==== ESTRATTO FORNITO
Ricordo che quando terminai la mia attività lavorativa in un istituto di credito locale, scrissi nel saluto a tutti i colleghi che restavano che “avevo vissuto tante bellissime esperienze, ma che i miei errori erano sempre stati un po’ più grandi dei miei sogni”.

Ecco, cosa si muove dentro di noi quando ci accorgiamo del nostro limite, quando vediamo un fallimento all’orizzonte della nostra vita? Non si tratta di rimpianto, quella sensazione che si prova quando si vorrebbe aver fatto di più. È molto peggio: si è fatto del proprio meglio ma, semplicemente, non è bastato. Questo genere di fallimenti è molto doloroso e lasciarseli alle spalle a volte è difficile. Ci si può chiudere in sé stessi e sperare che il tempo guarisca la ferita. Ma forse si può scegliere di affrontare la sofferenza e gestirla in modo attivo. In questo modo non ci si limiterebbe a lenire il malessere: con un po’ di conoscenza e di pratica si potrebbe trasformare il fallimento in una fonte di crescita, perfino di felicità.
========
==== MATERIALE FORNITO
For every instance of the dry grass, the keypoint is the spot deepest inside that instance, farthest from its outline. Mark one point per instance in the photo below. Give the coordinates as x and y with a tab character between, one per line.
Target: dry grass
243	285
========
» ELENCO DEI COMPITI
1) Secondo l'estratto sul fallimento, in quale tipo di istituto si era svolta l'attività lavorativa ricordata all'inizio?
2) Riporti dall'estratto sul fallimento l'intero passo che va da "Ecco, cosa si" fino a "perfino di felicità.", senza alcuna modifica.

» RISPOSTE AI COMPITI
1) In un istituto di credito locale.

2)
Ecco, cosa si muove dentro di noi quando ci accorgiamo del nostro limite, quando vediamo un fallimento all’orizzonte della nostra vita? Non si tratta di rimpianto, quella sensazione che si prova quando si vorrebbe aver fatto di più. È molto peggio: si è fatto del proprio meglio ma, semplicemente, non è bastato. Questo genere di fallimenti è molto doloroso e lasciarseli alle spalle a volte è difficile. Ci si può chiudere in sé stessi e sperare che il tempo guarisca la ferita. Ma forse si può scegliere di affrontare la sofferenza e gestirla in modo attivo. In questo modo non ci si limiterebbe a lenire il malessere: con un po’ di conoscenza e di pratica si potrebbe trasformare il fallimento in una fonte di crescita, perfino di felicità.